### WORK TASK
Please give the data below again in full, exactly as it stands.

### EXERCISE MATERIALS
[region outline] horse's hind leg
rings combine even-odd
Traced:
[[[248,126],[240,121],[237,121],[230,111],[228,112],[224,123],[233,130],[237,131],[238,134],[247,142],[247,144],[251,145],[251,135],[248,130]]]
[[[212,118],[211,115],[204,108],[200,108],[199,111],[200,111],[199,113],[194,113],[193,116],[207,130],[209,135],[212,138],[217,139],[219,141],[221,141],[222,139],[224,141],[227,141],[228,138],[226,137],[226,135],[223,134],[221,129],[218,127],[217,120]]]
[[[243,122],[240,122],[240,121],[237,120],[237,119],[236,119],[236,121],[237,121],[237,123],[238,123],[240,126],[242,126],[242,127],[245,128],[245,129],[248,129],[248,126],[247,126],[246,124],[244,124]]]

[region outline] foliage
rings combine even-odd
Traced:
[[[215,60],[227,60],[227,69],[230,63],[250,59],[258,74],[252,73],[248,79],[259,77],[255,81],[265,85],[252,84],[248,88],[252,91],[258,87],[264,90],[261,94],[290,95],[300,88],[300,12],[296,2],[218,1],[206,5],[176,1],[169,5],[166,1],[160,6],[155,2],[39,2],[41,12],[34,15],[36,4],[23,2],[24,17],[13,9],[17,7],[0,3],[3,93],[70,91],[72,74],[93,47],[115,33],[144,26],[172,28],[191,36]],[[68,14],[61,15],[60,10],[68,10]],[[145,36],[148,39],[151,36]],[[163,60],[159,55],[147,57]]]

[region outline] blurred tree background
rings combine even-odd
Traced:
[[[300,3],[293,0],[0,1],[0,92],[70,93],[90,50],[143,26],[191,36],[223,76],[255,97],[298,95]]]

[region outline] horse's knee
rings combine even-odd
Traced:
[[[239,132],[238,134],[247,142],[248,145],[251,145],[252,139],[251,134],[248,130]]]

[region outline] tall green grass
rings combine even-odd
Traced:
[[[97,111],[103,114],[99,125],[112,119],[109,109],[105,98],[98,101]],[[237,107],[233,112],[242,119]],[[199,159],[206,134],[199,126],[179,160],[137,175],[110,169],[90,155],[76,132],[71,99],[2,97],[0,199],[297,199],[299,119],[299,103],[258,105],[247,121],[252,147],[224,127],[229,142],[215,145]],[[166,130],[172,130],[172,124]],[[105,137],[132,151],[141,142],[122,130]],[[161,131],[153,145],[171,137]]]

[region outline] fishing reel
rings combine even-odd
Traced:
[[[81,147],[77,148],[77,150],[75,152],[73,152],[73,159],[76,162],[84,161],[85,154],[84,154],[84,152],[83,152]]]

### RESPONSE AREA
[region outline] horse's hind leg
rings combine even-odd
Traced:
[[[248,126],[240,121],[237,121],[230,111],[228,112],[224,123],[233,130],[237,131],[238,134],[247,142],[247,144],[251,145],[251,135],[248,130]]]
[[[212,118],[211,115],[204,108],[200,108],[199,111],[200,111],[199,113],[194,113],[193,116],[207,130],[209,135],[212,138],[217,139],[219,141],[221,141],[222,139],[224,141],[227,141],[228,138],[226,137],[226,135],[223,134],[221,129],[218,127],[217,120]]]
[[[243,122],[240,122],[240,121],[237,120],[237,119],[236,119],[236,121],[237,121],[237,123],[238,123],[240,126],[242,126],[242,127],[245,128],[245,129],[248,129],[248,126],[247,126],[246,124],[244,124]]]

[region outline] foliage
rings combine even-odd
Traced:
[[[215,60],[227,60],[227,69],[230,63],[250,59],[258,74],[252,73],[248,79],[259,77],[255,81],[265,85],[252,84],[248,88],[252,91],[258,87],[264,90],[261,94],[290,95],[300,88],[300,12],[296,2],[218,1],[206,5],[176,1],[169,5],[166,1],[160,6],[155,2],[39,2],[41,12],[34,15],[36,4],[23,2],[24,17],[13,9],[17,7],[0,3],[3,93],[70,91],[72,74],[93,47],[115,33],[144,26],[172,28],[191,36]],[[68,14],[61,15],[60,10],[68,10]],[[145,36],[148,39],[151,36]],[[163,60],[159,55],[147,57]]]

[region outline] blurred tree background
rings combine even-odd
Traced:
[[[300,3],[293,0],[0,1],[0,92],[70,93],[90,50],[143,26],[191,36],[223,76],[255,97],[298,95]]]

[region outline] horse's knee
rings combine even-odd
Traced:
[[[239,132],[238,134],[247,142],[248,145],[251,145],[252,139],[251,134],[248,130]]]

[region outline] tall green grass
rings combine even-odd
Traced:
[[[97,111],[103,114],[99,125],[112,119],[109,109],[105,98],[98,101]],[[237,107],[233,112],[242,119]],[[199,159],[206,134],[199,126],[179,160],[137,175],[110,169],[90,155],[76,132],[71,99],[2,97],[0,199],[297,199],[299,119],[299,103],[258,105],[247,121],[252,147],[224,127],[229,142],[215,145]],[[166,130],[172,130],[172,124]],[[105,137],[132,151],[141,142],[122,130]],[[161,131],[153,145],[171,137]]]

[region outline] fishing reel
rings combine even-odd
Traced:
[[[81,147],[77,148],[77,150],[75,152],[73,152],[73,159],[76,162],[84,161],[85,154],[84,154],[84,152],[83,152]]]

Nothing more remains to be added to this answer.